#### What this task involves
Omit the pictures, then reproduce every remaining record exactly.

#### Records shown
========
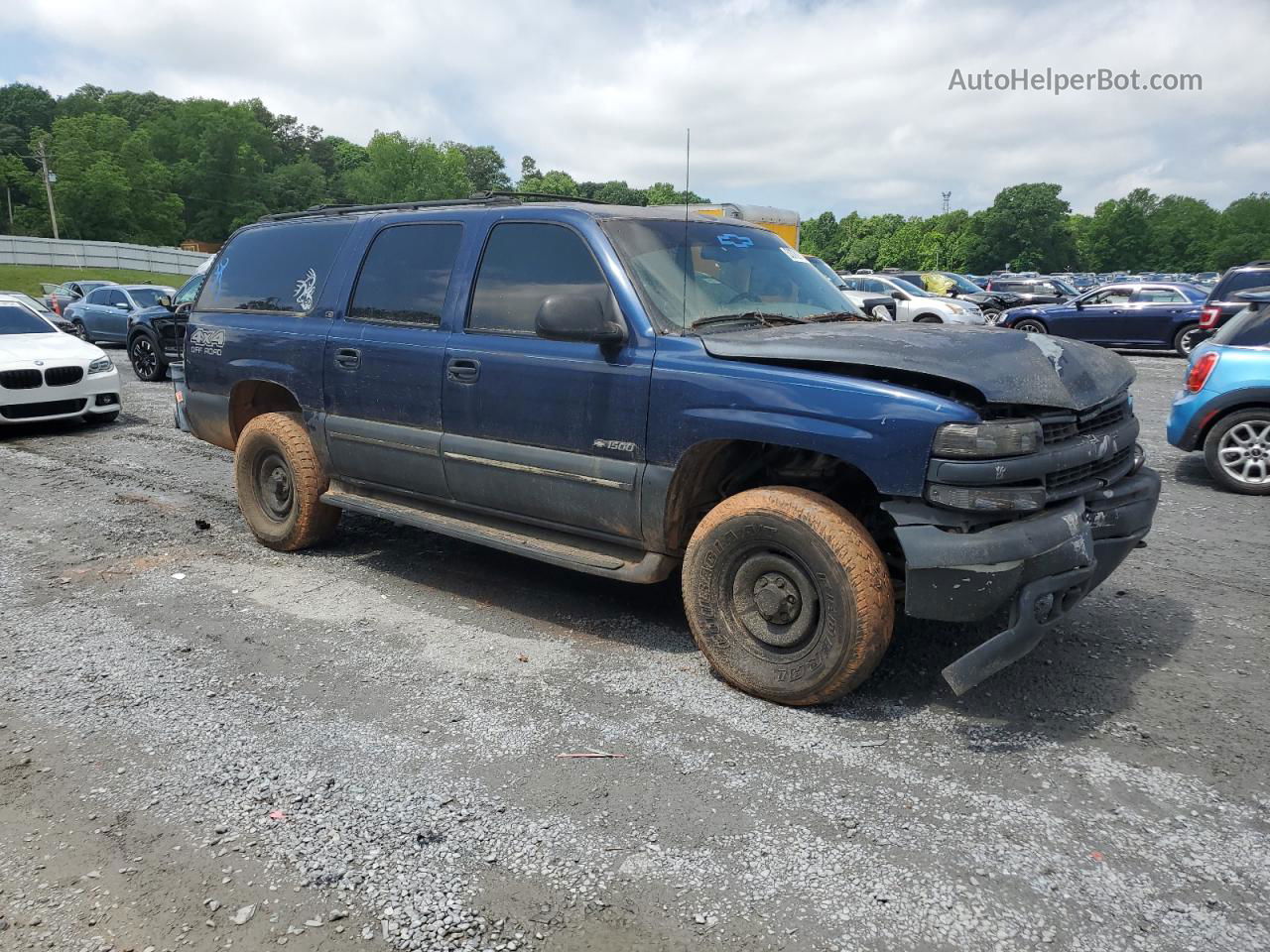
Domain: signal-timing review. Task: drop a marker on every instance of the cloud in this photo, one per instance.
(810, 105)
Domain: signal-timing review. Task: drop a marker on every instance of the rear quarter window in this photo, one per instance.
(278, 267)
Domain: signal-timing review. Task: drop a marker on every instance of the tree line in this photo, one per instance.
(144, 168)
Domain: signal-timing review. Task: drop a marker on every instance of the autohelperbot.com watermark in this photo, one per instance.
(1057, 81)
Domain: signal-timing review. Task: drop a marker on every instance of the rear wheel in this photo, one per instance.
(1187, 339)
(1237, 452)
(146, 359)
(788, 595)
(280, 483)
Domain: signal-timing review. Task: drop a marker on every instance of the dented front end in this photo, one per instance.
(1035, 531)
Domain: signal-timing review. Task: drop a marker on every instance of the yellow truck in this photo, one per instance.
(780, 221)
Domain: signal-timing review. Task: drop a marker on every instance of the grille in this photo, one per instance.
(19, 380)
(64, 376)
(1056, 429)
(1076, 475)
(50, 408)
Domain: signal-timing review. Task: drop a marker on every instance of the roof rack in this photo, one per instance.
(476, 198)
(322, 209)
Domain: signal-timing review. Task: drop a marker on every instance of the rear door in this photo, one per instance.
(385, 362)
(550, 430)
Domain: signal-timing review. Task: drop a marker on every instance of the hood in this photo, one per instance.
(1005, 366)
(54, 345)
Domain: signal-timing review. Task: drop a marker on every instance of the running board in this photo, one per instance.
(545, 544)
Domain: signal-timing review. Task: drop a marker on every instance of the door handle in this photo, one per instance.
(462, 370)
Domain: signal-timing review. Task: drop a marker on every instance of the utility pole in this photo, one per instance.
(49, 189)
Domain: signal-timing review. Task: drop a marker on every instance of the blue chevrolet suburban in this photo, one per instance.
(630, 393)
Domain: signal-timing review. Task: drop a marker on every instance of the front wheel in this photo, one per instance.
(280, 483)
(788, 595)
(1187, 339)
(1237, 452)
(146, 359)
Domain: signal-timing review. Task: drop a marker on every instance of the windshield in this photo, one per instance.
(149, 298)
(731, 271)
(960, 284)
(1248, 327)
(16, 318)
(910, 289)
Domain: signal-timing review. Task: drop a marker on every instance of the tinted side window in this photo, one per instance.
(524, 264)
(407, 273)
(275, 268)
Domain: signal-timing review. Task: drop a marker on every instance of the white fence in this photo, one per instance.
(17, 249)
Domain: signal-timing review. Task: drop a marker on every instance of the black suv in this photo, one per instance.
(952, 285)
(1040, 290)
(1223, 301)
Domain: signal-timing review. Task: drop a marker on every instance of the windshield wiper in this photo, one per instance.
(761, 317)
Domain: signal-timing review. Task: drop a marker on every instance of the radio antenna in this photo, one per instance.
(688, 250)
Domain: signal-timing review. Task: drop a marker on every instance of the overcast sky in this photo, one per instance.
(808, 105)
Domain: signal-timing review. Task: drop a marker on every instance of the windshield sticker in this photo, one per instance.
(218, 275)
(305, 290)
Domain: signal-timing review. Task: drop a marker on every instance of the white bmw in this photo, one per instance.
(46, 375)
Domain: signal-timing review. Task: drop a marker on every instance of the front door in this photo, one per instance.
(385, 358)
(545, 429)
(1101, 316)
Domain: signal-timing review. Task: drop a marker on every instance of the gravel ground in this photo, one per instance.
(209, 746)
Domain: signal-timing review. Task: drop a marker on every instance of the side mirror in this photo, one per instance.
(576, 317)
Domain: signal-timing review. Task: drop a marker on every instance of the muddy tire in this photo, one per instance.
========
#### Answer to the exercise
Domain: signal-timing review. Task: drop a marker on every instance of the cloud in this photo, one per instance.
(810, 105)
Domain: signal-timing review. Task: drop a marker on every instance of the rear quarter window in this photo, one per instance.
(278, 267)
Domain: signal-timing review. Task: drop a marker on every instance of the tree line in this photo, one per instance.
(144, 168)
Domain: signal-timing review. Task: drop a marker on every instance of the autohelperbot.com watermark in this photo, one per instance.
(1057, 81)
Domain: signal-timing review. Task: drop a marker on every instance of the rear wheel in this photo, one per instance.
(1187, 339)
(1237, 452)
(146, 359)
(788, 595)
(280, 483)
Domain: signal-timing review. Task: drop a marker on every instance of the dented front end in this photo, one per instance.
(1035, 531)
Domain: signal-timing review. Task: drop a marker on every instance of the yellow truck in this photo, one per instance.
(780, 221)
Domain: signal-timing review. Task: drop a marker on every instance of the grille in this photo, one per instance.
(19, 380)
(64, 376)
(1056, 429)
(1076, 475)
(50, 408)
Domain: signal-timing review. Task: drop a marker on every instance of the roof rack in this photo, one per instance.
(476, 198)
(322, 209)
Domain: signal-timing review. Task: drop a marker on every instance of the rear door in this photo, one per instance.
(385, 362)
(550, 430)
Domain: signal-timing review. Task: drop a marker on every instance of the hood in this photo, one per instance.
(1005, 366)
(54, 345)
Domain: signal-timing review. Task: drop a marker on every instance of the running board in this photo, one per instance.
(545, 544)
Domain: signal-timing review. Task: drop a marker on every instance of the door handle in this photo, one per instance.
(462, 370)
Domain: signal-timing review. Task: drop a marker on every instance of the utility pole in this photo, one per instance.
(49, 189)
Domain: signal-timing review. Task: drop a marker on every instance of the blue chevrolet suburban in this photo, one per instance.
(630, 393)
Domain: signal-timing review. Task: drop a marker on every instance of the front wheel in this photo, one per instance.
(280, 483)
(788, 595)
(1187, 339)
(1237, 452)
(146, 359)
Domain: signal-timing review. Task: drop a marker on every instance of the windshield in this photo, one per instance.
(149, 298)
(731, 271)
(960, 284)
(1248, 327)
(16, 318)
(910, 289)
Domain: signal-timing review. Task: drop a marker on every instance of the tinted side window in this photo, one per instance.
(524, 264)
(407, 273)
(275, 268)
Domain: signal-timing review. Task: drop a marker on every instance of the white fence in this photo, one per instance.
(17, 249)
Domain: signal-timing review. Task: drop a marker on every instance of the black suv in this photo, one per instance.
(952, 285)
(1040, 290)
(1223, 301)
Domain: signal-timing review. Task: drop a marker on every instance of the windshield wiper in this photo, one per instance.
(761, 317)
Domain: signal-timing review. Task: drop a marker on every instance of the radio antenna in this photo, one per instance.
(688, 250)
Domain: signal-timing review. Task: drop a marker on every instance of the overcast sky in this photo, one per instance.
(808, 105)
Domain: signal-timing review. Task: drop a marker on every instance of the windshield sticker in this photo, one per instance.
(218, 275)
(305, 290)
Domain: signal-timing review. Task: drop a marker on every instance of the white bmw in this photo, one per instance.
(46, 375)
Domain: signal-timing review. Task: drop a marker on every instance of the front door in this photo, one per instance.
(385, 358)
(545, 429)
(1101, 316)
Domain: signal-timing review. Task: drop a marker on every instance of the gravel ground in this photo, one per instance.
(209, 746)
Domain: signal-timing review. Task: drop a marker on every instance of the side mirror in this photo, one per instance.
(576, 317)
Domain: signal-timing review. Task: drop a marker on every instance of the muddy tire in this photo, one per instance.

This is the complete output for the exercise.